Records from a data source:

= = = =

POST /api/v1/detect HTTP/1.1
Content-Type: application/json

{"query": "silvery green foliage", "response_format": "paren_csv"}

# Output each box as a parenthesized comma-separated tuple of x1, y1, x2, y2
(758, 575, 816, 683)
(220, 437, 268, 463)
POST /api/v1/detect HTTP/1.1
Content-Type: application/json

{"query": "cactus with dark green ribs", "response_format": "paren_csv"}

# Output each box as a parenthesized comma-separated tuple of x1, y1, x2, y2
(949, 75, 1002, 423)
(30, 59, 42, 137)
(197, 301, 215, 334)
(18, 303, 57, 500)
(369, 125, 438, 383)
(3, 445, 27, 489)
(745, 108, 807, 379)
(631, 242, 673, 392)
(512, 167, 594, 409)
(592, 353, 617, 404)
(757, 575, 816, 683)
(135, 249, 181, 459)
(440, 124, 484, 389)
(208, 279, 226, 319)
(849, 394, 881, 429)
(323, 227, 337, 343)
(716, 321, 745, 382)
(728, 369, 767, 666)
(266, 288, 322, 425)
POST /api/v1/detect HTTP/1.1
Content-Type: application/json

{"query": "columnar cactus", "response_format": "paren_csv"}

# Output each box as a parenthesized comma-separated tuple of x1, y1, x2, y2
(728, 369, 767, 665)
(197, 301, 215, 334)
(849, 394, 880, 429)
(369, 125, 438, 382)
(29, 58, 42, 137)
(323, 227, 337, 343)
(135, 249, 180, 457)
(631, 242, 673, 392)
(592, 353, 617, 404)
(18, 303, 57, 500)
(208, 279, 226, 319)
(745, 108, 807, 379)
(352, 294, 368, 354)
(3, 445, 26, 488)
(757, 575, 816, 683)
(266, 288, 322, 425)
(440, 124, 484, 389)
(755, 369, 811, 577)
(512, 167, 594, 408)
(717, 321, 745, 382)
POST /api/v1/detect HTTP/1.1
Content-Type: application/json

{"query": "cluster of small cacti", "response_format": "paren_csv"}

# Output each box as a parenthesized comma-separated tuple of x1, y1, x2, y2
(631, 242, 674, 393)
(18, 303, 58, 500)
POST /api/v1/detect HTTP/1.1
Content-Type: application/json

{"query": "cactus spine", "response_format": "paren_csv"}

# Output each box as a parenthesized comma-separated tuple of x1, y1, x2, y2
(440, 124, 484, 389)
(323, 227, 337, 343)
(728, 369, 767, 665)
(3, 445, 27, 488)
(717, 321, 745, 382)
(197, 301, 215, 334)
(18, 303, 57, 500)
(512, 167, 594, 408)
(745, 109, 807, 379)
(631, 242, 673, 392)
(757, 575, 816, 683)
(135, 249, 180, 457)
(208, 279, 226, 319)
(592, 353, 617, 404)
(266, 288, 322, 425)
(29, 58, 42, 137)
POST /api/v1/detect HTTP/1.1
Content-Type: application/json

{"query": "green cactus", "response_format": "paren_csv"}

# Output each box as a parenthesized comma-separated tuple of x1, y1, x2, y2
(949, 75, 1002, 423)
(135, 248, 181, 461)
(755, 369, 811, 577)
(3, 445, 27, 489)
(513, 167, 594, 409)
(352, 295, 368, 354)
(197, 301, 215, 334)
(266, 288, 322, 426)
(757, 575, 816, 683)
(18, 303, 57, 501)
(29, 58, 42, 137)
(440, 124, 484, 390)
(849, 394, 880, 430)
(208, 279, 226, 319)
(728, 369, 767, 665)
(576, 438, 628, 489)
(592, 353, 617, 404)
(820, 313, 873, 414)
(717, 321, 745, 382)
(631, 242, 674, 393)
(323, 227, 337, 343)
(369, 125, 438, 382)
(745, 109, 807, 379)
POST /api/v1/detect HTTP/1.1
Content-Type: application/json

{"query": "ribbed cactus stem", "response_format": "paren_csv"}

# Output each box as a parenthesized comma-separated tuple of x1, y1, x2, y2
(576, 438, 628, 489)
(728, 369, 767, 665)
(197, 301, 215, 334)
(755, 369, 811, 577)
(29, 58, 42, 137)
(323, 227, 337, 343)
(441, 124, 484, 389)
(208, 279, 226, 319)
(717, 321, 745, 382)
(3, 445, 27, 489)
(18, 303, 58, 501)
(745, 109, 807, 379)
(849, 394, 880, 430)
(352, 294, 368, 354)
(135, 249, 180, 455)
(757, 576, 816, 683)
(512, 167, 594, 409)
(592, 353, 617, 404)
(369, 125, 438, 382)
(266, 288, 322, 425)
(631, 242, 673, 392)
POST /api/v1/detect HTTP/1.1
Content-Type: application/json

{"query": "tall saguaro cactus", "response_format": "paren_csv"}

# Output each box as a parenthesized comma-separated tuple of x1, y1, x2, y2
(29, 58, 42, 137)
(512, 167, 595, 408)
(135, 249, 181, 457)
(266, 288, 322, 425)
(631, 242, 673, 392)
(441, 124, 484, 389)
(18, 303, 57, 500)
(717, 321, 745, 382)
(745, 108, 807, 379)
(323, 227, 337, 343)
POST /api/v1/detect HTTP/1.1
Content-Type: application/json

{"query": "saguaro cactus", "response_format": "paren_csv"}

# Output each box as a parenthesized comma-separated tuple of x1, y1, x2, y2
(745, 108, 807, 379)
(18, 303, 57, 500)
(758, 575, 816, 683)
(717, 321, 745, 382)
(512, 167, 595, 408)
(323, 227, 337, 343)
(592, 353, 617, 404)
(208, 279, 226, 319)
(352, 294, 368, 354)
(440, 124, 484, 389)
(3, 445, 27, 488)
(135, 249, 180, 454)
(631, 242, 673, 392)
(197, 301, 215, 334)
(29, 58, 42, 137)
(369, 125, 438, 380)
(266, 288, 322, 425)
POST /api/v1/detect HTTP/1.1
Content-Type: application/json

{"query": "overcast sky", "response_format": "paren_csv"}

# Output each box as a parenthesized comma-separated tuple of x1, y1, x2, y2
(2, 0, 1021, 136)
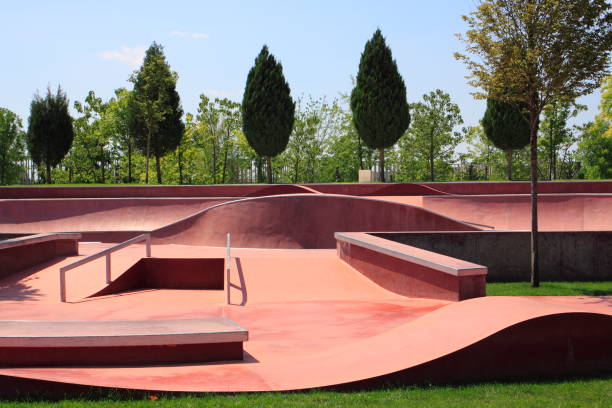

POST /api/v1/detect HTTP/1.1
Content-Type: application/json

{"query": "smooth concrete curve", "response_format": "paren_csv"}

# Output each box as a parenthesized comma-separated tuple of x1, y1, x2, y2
(151, 194, 481, 248)
(421, 194, 612, 231)
(0, 198, 228, 234)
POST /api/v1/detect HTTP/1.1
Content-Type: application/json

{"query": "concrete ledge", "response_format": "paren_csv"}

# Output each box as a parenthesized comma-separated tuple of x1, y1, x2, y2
(0, 318, 248, 366)
(0, 233, 81, 280)
(335, 232, 486, 301)
(0, 233, 81, 250)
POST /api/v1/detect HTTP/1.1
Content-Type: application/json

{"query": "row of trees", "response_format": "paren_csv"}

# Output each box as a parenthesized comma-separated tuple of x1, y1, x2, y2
(1, 82, 610, 186)
(4, 81, 609, 186)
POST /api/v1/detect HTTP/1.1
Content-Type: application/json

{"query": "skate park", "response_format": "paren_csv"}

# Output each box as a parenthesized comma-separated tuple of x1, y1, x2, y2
(0, 181, 610, 395)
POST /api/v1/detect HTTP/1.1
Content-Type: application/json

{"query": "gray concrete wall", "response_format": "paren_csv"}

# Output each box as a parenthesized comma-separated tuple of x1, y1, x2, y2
(372, 231, 612, 281)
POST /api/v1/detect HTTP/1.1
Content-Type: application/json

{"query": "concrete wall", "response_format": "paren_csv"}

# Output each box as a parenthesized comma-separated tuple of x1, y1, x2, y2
(372, 231, 612, 281)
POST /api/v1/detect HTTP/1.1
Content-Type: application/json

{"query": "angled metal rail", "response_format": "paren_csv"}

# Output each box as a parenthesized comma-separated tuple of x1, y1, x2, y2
(59, 233, 151, 302)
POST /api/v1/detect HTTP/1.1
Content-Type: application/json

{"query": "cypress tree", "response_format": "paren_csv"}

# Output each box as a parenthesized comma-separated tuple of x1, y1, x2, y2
(27, 86, 74, 183)
(351, 29, 410, 182)
(242, 45, 295, 183)
(130, 42, 184, 184)
(482, 98, 530, 180)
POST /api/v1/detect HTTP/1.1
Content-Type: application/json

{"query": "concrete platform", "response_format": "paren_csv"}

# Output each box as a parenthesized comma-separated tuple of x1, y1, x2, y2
(0, 318, 247, 366)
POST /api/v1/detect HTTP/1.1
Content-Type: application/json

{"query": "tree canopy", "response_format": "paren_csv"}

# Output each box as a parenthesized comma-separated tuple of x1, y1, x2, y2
(482, 98, 530, 180)
(350, 29, 410, 182)
(242, 45, 295, 183)
(130, 42, 184, 184)
(456, 0, 612, 286)
(26, 86, 74, 183)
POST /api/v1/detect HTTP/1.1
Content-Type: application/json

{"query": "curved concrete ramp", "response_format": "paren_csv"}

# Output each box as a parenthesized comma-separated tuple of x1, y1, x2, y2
(245, 184, 320, 197)
(0, 296, 608, 393)
(422, 194, 612, 231)
(151, 194, 481, 248)
(367, 183, 450, 196)
(0, 198, 228, 234)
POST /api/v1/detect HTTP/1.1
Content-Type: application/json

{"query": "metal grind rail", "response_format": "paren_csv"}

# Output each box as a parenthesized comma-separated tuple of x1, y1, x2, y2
(59, 233, 151, 302)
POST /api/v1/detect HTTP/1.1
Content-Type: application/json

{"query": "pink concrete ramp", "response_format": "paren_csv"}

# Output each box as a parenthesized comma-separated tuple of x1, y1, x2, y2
(366, 183, 450, 196)
(245, 184, 321, 196)
(0, 294, 608, 393)
(421, 194, 612, 231)
(0, 198, 228, 234)
(151, 194, 481, 248)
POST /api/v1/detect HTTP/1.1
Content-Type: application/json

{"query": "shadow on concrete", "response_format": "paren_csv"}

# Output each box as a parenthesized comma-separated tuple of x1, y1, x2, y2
(229, 257, 247, 306)
(0, 257, 70, 301)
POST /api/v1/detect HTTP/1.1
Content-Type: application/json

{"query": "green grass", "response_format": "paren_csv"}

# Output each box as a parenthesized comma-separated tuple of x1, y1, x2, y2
(486, 281, 612, 296)
(0, 378, 610, 407)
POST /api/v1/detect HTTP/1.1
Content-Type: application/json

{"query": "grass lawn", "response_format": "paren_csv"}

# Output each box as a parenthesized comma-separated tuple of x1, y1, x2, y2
(0, 378, 610, 407)
(486, 281, 612, 296)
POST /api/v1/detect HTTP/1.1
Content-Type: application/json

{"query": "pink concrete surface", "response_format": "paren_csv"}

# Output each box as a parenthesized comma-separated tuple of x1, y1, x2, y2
(0, 198, 228, 234)
(0, 182, 611, 394)
(4, 180, 612, 199)
(421, 194, 612, 231)
(0, 243, 609, 393)
(151, 194, 480, 248)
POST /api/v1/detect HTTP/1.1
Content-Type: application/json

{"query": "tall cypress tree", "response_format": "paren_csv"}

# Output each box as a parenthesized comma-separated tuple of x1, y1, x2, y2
(482, 98, 530, 180)
(129, 42, 184, 184)
(351, 29, 410, 182)
(27, 86, 74, 183)
(242, 45, 295, 183)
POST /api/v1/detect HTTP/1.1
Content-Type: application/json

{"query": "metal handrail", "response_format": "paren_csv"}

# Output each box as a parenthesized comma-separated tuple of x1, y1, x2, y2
(226, 232, 231, 305)
(60, 233, 151, 302)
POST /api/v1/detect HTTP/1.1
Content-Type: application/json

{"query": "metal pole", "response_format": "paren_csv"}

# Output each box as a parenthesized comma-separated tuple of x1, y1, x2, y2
(226, 232, 231, 305)
(146, 234, 151, 257)
(60, 268, 66, 302)
(105, 254, 111, 284)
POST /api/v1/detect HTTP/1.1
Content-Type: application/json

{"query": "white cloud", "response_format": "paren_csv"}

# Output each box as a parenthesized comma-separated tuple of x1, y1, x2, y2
(171, 30, 209, 39)
(97, 46, 146, 67)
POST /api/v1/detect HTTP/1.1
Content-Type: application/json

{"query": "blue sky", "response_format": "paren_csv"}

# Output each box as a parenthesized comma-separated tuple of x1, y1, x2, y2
(1, 0, 602, 130)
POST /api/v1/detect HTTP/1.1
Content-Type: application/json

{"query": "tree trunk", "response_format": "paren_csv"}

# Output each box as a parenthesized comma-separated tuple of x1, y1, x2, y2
(257, 156, 264, 183)
(177, 145, 183, 185)
(530, 112, 540, 288)
(506, 148, 513, 180)
(266, 156, 273, 184)
(127, 141, 132, 183)
(155, 155, 162, 184)
(379, 147, 385, 182)
(46, 163, 51, 184)
(145, 129, 151, 184)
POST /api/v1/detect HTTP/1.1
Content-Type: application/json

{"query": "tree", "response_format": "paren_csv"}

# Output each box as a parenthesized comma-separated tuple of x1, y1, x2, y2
(482, 98, 530, 180)
(578, 75, 612, 178)
(456, 0, 612, 286)
(0, 108, 26, 185)
(242, 45, 295, 183)
(406, 89, 463, 181)
(539, 100, 586, 180)
(350, 29, 410, 182)
(130, 42, 184, 184)
(27, 86, 74, 183)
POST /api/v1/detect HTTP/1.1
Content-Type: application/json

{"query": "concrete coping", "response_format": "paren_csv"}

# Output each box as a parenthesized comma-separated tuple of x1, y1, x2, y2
(0, 232, 82, 250)
(335, 232, 487, 277)
(0, 317, 248, 347)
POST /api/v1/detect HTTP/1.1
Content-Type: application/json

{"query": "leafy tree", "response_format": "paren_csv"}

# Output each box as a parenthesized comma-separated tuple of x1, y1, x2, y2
(456, 0, 612, 286)
(70, 91, 111, 183)
(0, 108, 26, 185)
(482, 98, 530, 180)
(578, 75, 612, 178)
(350, 29, 410, 182)
(130, 42, 184, 184)
(105, 88, 137, 183)
(242, 45, 295, 183)
(27, 86, 74, 183)
(539, 100, 586, 180)
(405, 89, 463, 181)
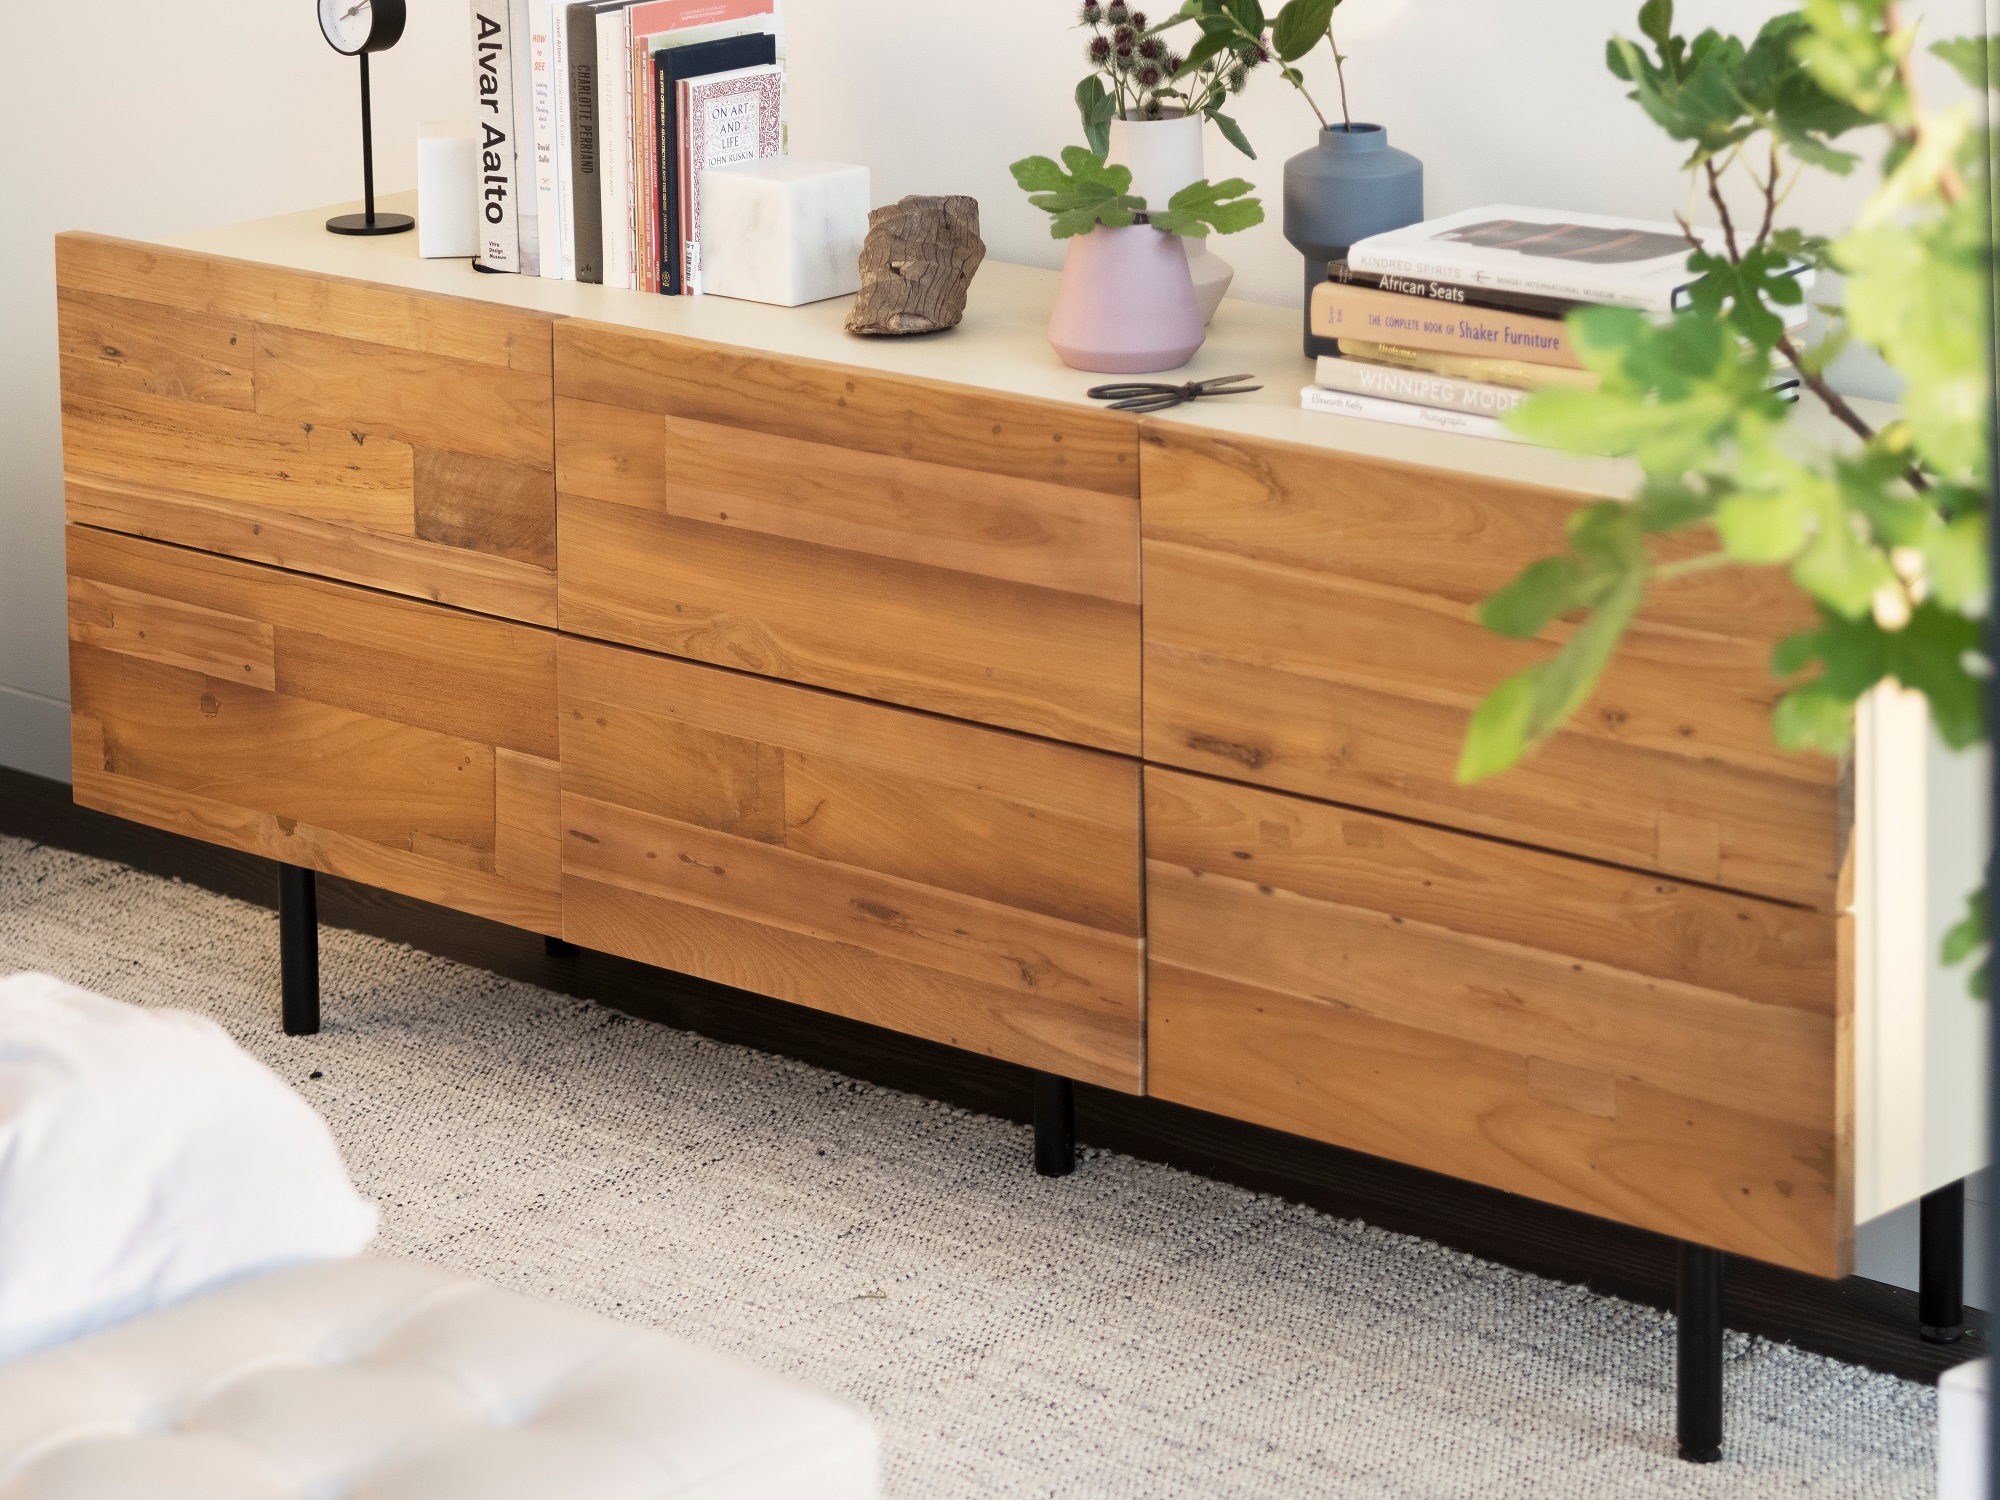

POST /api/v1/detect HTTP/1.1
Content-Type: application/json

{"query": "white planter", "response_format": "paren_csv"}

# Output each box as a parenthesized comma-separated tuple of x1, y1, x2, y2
(1106, 113, 1233, 324)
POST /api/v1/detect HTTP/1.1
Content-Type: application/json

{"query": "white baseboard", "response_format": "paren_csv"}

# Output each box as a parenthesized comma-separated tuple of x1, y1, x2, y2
(0, 684, 71, 783)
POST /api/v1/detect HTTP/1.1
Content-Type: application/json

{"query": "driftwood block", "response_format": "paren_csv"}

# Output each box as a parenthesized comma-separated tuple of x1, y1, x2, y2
(846, 196, 986, 337)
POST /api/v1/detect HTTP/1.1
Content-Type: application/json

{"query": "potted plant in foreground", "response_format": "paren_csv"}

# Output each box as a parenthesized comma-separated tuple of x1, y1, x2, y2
(1154, 0, 1422, 354)
(1011, 146, 1262, 373)
(1073, 0, 1268, 320)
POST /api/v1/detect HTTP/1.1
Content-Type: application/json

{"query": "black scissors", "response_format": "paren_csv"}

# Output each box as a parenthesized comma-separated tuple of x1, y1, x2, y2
(1085, 374, 1263, 413)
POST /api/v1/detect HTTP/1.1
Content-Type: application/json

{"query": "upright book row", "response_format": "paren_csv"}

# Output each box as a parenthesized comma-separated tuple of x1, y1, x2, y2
(469, 0, 784, 292)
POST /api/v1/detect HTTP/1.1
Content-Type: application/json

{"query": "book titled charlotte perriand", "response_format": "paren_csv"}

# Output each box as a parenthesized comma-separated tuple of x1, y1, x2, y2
(1347, 204, 1811, 313)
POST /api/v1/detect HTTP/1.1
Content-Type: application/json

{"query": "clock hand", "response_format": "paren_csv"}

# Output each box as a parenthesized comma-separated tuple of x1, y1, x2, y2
(341, 0, 369, 20)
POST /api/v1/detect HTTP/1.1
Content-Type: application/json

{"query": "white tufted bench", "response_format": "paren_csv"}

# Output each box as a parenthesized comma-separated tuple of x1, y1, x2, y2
(0, 1256, 879, 1500)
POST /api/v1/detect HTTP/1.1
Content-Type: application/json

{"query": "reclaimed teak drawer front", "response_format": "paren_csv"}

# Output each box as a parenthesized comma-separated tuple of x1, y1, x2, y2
(65, 525, 562, 934)
(1144, 766, 1846, 1274)
(55, 234, 558, 627)
(559, 636, 1145, 1090)
(1140, 424, 1839, 910)
(553, 321, 1142, 753)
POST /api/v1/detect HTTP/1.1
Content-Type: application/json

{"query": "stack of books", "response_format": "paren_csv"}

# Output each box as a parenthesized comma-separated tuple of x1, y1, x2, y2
(470, 0, 785, 292)
(1301, 205, 1807, 442)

= = = =

### Try it
Which lines of the records above hold the word "concrete"? Copy each of them.

### Final answer
{"query": "smooth concrete curve", "response_format": "paren_csv"}
{"query": "concrete ledge", "response_format": "paren_csv"}
{"query": "gray concrete wall", "response_format": "paren_csv"}
{"query": "concrete wall", "response_format": "paren_csv"}
{"query": "concrete platform", "response_format": "paren_csv"}
{"query": "curved concrete ramp", "response_format": "paren_csv"}
{"query": "pink concrete ramp", "response_format": "paren_csv"}
{"query": "shadow on concrete", "response_format": "paren_csv"}
{"query": "pink concrete surface", "response_format": "paren_csv"}
{"query": "concrete coping", "response_format": "paren_csv"}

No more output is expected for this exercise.